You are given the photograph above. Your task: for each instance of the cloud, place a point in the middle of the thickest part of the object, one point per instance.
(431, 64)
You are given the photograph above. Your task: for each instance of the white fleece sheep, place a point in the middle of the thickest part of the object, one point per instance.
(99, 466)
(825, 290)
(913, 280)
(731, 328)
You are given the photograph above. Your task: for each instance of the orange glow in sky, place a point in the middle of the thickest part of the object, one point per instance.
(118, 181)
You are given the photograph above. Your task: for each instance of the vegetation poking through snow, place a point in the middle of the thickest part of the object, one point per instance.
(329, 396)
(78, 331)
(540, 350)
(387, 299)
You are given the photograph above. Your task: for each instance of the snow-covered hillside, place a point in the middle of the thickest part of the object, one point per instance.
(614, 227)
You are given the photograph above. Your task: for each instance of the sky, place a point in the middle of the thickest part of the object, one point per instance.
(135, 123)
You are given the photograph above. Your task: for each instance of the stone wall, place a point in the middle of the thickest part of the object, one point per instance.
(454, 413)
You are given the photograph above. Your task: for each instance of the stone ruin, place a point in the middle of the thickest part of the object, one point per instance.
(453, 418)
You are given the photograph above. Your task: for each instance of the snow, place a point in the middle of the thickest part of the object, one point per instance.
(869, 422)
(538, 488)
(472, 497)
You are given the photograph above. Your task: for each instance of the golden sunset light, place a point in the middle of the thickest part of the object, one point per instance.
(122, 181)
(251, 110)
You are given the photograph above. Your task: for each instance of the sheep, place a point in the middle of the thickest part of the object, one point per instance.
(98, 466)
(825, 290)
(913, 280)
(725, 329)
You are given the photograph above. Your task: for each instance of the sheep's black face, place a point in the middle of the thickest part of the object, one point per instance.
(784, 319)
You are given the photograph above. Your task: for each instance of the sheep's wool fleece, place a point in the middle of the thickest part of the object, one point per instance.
__________
Required task: Return the listing above word for word.

Correct result:
You are given the photograph above. Your task: for each instance of the cloud, place a point in the middle of the thickest part of the object, one point per instance.
(431, 64)
You are given the photograph above. Your task: for each instance of the white fleece sheep, place a point in the middle of the thickest part of the object, one point per instance.
(99, 466)
(825, 290)
(913, 280)
(731, 328)
You are given the photograph above. Your task: for each instance of the orange glow in sky, place a point in the middle of the thickest part of the object, one point per instance.
(118, 181)
You are given the photograph above. Your task: for each instance of the vegetation poking through snow, place a point in the middle of the thickest part of the object, one point per instance.
(329, 396)
(78, 331)
(540, 350)
(387, 299)
You are given the photograph above. Your task: for each instance of the snow-covered hillside, place a point in the middle of the thickest part of the object, one point per instance.
(614, 227)
You are given the photograph above. Your task: for each instance of the sky, place a point in the middle of the thickest part of the object, one point per instance.
(135, 123)
You are given the photograph above. Your task: for each instance of the stone wall, place a point in the middle of the thickest part of the object, one point per instance.
(454, 413)
You are given the photograph above. Your task: for each instance of the stone ruin, place a point in the middle of the thickest part of the object, one point per instance.
(453, 418)
You are given the photograph above. Your task: for each instance of the snow, place a point in the middle of the thickest part of the object, one point per instance.
(869, 422)
(538, 488)
(472, 497)
You are given the photograph above. Your task: for each instance of the golden sunset light, place a point in the middle of the thickest part of the object, one point per instance.
(122, 181)
(251, 110)
You are given the photograph above. Your task: for each instance of the sheep, place a point in the middle of the thickest part of the object, one point per instance.
(98, 466)
(825, 290)
(913, 280)
(725, 329)
You are given the photograph above. Your task: for each instance of the sheep's black face, place a point in the middle of the thickest part of the object, one point per instance.
(784, 319)
You are given the photograph above. Your task: for each instance of the sheep's wool fleece, place a point in the middle of the thickest part of the object, one point per instance.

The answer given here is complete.